Work to complete:
Could you reproduce word for word the lines of the entries below, from the line with "Can you see the white" up to and including the final line of the entries, leaving the pictures out?

>> BEGIN

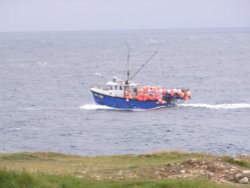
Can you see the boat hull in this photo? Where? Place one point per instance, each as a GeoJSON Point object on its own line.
{"type": "Point", "coordinates": [122, 103]}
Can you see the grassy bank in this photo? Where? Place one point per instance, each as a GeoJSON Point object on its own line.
{"type": "Point", "coordinates": [169, 169]}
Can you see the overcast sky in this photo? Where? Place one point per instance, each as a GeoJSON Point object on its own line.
{"type": "Point", "coordinates": [49, 15]}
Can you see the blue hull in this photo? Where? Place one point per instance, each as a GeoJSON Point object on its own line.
{"type": "Point", "coordinates": [121, 103]}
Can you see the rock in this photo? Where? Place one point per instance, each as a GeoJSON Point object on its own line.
{"type": "Point", "coordinates": [246, 172]}
{"type": "Point", "coordinates": [238, 177]}
{"type": "Point", "coordinates": [244, 180]}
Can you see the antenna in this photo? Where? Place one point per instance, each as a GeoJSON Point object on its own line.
{"type": "Point", "coordinates": [146, 62]}
{"type": "Point", "coordinates": [128, 58]}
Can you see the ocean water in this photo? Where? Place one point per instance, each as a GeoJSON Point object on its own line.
{"type": "Point", "coordinates": [46, 105]}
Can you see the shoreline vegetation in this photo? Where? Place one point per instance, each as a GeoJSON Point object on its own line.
{"type": "Point", "coordinates": [161, 169]}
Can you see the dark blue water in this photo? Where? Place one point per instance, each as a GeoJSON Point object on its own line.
{"type": "Point", "coordinates": [45, 103]}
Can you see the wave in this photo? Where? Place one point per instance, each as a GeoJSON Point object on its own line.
{"type": "Point", "coordinates": [218, 106]}
{"type": "Point", "coordinates": [95, 107]}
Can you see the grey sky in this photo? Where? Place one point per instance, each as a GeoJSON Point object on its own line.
{"type": "Point", "coordinates": [46, 15]}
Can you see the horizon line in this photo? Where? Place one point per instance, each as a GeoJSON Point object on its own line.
{"type": "Point", "coordinates": [147, 29]}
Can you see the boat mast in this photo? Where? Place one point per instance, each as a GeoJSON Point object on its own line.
{"type": "Point", "coordinates": [146, 62]}
{"type": "Point", "coordinates": [128, 67]}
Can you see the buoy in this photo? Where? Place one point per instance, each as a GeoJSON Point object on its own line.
{"type": "Point", "coordinates": [172, 93]}
{"type": "Point", "coordinates": [188, 93]}
{"type": "Point", "coordinates": [182, 95]}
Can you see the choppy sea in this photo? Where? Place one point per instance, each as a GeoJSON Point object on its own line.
{"type": "Point", "coordinates": [46, 105]}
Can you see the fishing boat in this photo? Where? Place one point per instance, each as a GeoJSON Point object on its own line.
{"type": "Point", "coordinates": [128, 95]}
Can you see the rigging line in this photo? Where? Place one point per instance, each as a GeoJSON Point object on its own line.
{"type": "Point", "coordinates": [146, 62]}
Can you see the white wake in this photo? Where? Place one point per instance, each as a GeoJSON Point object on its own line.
{"type": "Point", "coordinates": [95, 107]}
{"type": "Point", "coordinates": [218, 106]}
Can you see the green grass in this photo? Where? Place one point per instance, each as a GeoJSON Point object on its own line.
{"type": "Point", "coordinates": [55, 170]}
{"type": "Point", "coordinates": [237, 161]}
{"type": "Point", "coordinates": [11, 179]}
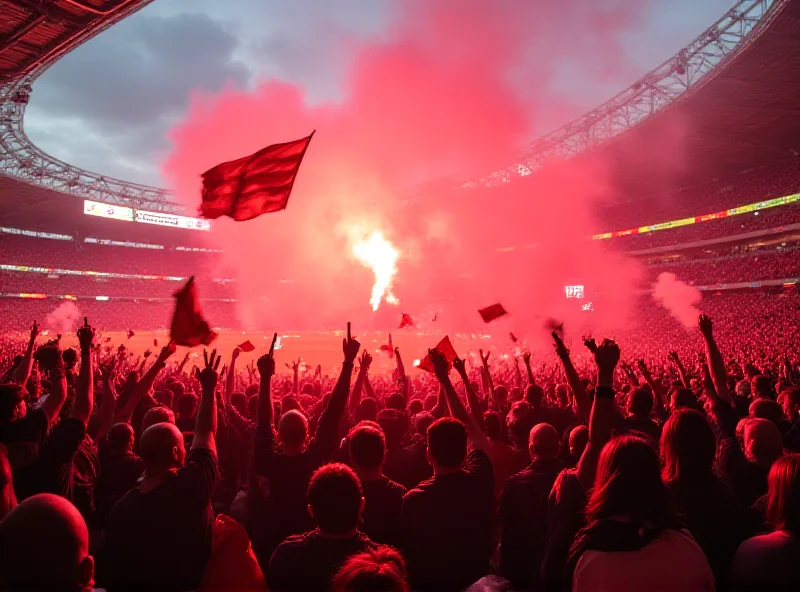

>> END

Exercise response:
Can you see the white wake in this photo? Where? Place one point per instance, each as a GeoJSON Point object on its own line.
{"type": "Point", "coordinates": [95, 107]}
{"type": "Point", "coordinates": [218, 106]}
Can you see the green grass in this photo? Where? Place one point per instance, each as a GeoJSON Point object on its own line.
{"type": "Point", "coordinates": [55, 170]}
{"type": "Point", "coordinates": [237, 161]}
{"type": "Point", "coordinates": [11, 179]}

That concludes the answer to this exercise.